Start of Block

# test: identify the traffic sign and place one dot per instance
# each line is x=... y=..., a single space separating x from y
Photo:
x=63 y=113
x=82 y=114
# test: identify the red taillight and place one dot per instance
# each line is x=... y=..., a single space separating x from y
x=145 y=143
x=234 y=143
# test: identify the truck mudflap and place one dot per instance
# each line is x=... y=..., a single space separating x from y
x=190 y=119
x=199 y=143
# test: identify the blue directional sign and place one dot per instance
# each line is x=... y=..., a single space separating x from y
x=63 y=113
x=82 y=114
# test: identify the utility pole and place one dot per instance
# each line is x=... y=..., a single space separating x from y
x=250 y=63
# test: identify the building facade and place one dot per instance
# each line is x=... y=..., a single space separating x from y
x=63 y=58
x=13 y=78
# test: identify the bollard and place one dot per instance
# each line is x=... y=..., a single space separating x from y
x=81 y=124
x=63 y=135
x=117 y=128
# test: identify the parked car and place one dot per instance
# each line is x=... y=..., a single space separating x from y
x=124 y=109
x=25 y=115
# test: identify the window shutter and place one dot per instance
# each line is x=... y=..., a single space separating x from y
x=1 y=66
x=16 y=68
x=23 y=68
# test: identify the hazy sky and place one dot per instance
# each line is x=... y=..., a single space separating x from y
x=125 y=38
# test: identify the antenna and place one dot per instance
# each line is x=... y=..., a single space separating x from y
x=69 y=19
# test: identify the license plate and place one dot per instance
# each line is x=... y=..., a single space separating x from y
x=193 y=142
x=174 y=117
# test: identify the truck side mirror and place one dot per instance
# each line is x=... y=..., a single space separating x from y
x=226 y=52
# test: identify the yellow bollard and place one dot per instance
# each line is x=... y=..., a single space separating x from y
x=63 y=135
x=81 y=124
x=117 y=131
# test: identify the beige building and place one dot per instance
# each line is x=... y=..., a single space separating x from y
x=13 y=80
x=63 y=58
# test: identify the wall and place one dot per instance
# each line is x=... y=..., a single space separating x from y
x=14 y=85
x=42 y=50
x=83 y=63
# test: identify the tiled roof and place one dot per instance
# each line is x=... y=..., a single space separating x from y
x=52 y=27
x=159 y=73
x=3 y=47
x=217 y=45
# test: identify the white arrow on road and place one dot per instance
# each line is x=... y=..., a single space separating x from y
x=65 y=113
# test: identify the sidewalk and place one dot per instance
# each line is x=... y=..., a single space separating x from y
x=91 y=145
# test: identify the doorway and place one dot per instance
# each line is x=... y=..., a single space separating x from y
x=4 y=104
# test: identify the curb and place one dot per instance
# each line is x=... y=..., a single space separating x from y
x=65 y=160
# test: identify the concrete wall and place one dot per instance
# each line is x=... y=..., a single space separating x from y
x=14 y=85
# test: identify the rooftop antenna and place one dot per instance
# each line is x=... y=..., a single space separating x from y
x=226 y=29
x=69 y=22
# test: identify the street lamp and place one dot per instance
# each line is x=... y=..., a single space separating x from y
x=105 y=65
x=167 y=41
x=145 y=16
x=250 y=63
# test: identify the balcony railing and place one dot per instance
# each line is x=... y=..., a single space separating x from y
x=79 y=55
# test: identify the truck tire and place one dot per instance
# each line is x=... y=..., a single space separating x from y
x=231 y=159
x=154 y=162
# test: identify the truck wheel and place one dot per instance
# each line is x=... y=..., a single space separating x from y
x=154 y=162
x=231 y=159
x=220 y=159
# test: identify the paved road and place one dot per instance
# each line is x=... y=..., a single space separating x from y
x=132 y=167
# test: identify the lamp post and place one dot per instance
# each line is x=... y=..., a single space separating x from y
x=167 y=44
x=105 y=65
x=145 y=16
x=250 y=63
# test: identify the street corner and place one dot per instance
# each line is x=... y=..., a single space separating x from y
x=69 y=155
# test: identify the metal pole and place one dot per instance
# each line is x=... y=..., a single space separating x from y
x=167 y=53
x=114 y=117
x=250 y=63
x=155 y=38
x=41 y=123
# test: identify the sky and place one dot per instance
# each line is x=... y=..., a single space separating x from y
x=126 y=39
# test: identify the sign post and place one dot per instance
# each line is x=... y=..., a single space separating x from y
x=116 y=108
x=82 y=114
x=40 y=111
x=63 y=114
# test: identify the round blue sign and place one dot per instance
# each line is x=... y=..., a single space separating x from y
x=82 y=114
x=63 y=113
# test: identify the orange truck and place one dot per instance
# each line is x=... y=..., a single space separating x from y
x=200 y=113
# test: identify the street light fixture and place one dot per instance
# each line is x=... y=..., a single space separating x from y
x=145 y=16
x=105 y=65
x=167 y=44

End of Block

WHAT IS EXPECTED
Retype the records above without changing a single word.

TASK RESPONSE
# test: identify the traffic sign and place one dot per instance
# each line is x=... y=..., a single space separating x from y
Photo:
x=63 y=113
x=82 y=114
# test: identify the red taillight and place one dot per instance
# each line is x=... y=..., a single space separating x from y
x=145 y=143
x=234 y=143
# test: identify the truck mudflap and place one dot per instance
# each line is x=... y=..., a single space separating x from y
x=190 y=119
x=199 y=143
# test: identify the blue directional sign and place one dot per instance
# each line is x=... y=..., a single space separating x from y
x=63 y=113
x=82 y=114
# test: identify the utility pole and place one dot per instance
# each line is x=... y=..., a single space separating x from y
x=250 y=63
# test: identify the building facade and place one dot per instance
# each line is x=... y=..., a single space separating x from y
x=63 y=58
x=13 y=78
# test: identify the bollard and place one dot per instance
# each line is x=... y=..., a single space separating x from y
x=81 y=124
x=63 y=135
x=117 y=128
# test: identify the parked car and place one dot per instance
# each line is x=... y=..., a single space separating x from y
x=124 y=109
x=25 y=115
# test: identify the window shutter and place one dot per instance
# each line is x=... y=..., a single space separating x from y
x=1 y=66
x=16 y=68
x=23 y=68
# test: identify the hazy sky and place one dot per instance
# each line is x=... y=..., a single space separating x from y
x=125 y=38
# test: identify the antenna and place one dot per instance
# each line is x=... y=..., a single space separating x from y
x=69 y=19
# test: identify the license plate and place one dot per instance
# each line is x=... y=..., a single space separating x from y
x=193 y=142
x=174 y=117
# test: identify the truck side mirror and place one dot per instance
# each line is x=... y=..., a single space separating x from y
x=226 y=52
# test: identify the yellow bollard and place one dot per instance
# each line is x=... y=..., a single space separating x from y
x=63 y=135
x=81 y=124
x=117 y=131
# test: identify the beige building and place one dot per instance
# each line is x=... y=..., a single space separating x from y
x=13 y=80
x=63 y=58
# test: identify the wall and place one dot per instance
# each line is x=... y=..., a single space separating x from y
x=14 y=85
x=42 y=50
x=83 y=63
# test: identify the tiled roof and place one dot per instance
# each line is x=... y=..., a single space separating x from y
x=52 y=27
x=159 y=73
x=3 y=47
x=217 y=45
# test: identify the white arrow on road and place one dot per instance
# each line is x=... y=..., a single space separating x from y
x=65 y=113
# test: identify the sidewalk and place one dot per instance
# each line is x=... y=..., a single space separating x from y
x=91 y=145
# test: identify the doorway and place one dot per instance
# each line is x=... y=..., a single space separating x from y
x=4 y=104
# test: identify the curb and place one dot per instance
# each line is x=... y=..., a single space separating x from y
x=65 y=160
# test: identify the concrete wall and place one dot per instance
# each line is x=... y=..., a single space separating x from y
x=14 y=85
# test: identify the rooftop antenna and place one dot per instance
# each line is x=... y=..., a single space separating x from y
x=226 y=29
x=69 y=22
# test: identify the street lamp and place one dot per instance
# each line is x=... y=..., a single space separating x from y
x=105 y=65
x=167 y=41
x=145 y=16
x=250 y=63
# test: identify the balcony railing and place one dot per instance
# each line is x=... y=..., a single space separating x from y
x=79 y=55
# test: identify the truck tire and place one dot per instance
# each line is x=... y=..., a single space separating x from y
x=231 y=159
x=154 y=162
# test: identify the truck wheel and place one dot per instance
# each line is x=... y=..., a single space separating x from y
x=154 y=162
x=231 y=159
x=220 y=159
# test: identify the paved road and place one dot per instance
# each line is x=... y=..., a single space separating x from y
x=132 y=167
# test: identify the lamp post and place one dot per instance
# each line is x=... y=..., a single space separating x from y
x=167 y=44
x=105 y=65
x=145 y=16
x=250 y=63
# test: identify the street corner and place one dot per instance
# each line is x=... y=..., a single space separating x from y
x=69 y=155
# test: identify the metal pole and place one dot per instance
# each line is x=... y=..., a single space separating x from y
x=167 y=53
x=114 y=117
x=250 y=63
x=155 y=38
x=41 y=123
# test: identify the sky and place one dot per instance
# each line is x=... y=..., a single space separating x from y
x=126 y=39
# test: identify the sign post and place one dot per instance
# each line is x=... y=..., a single space separating x from y
x=116 y=108
x=82 y=114
x=40 y=111
x=63 y=114
# test: identify the round blue sign and place one dot per instance
# each line is x=... y=..., a single space separating x from y
x=82 y=114
x=63 y=113
# test: identify the orange truck and place one dot per instance
# each line is x=... y=..., a single space separating x from y
x=200 y=113
# test: identify the street light fixture and place one dot per instance
# each line is x=... y=..., a single space separating x from y
x=145 y=16
x=105 y=65
x=167 y=44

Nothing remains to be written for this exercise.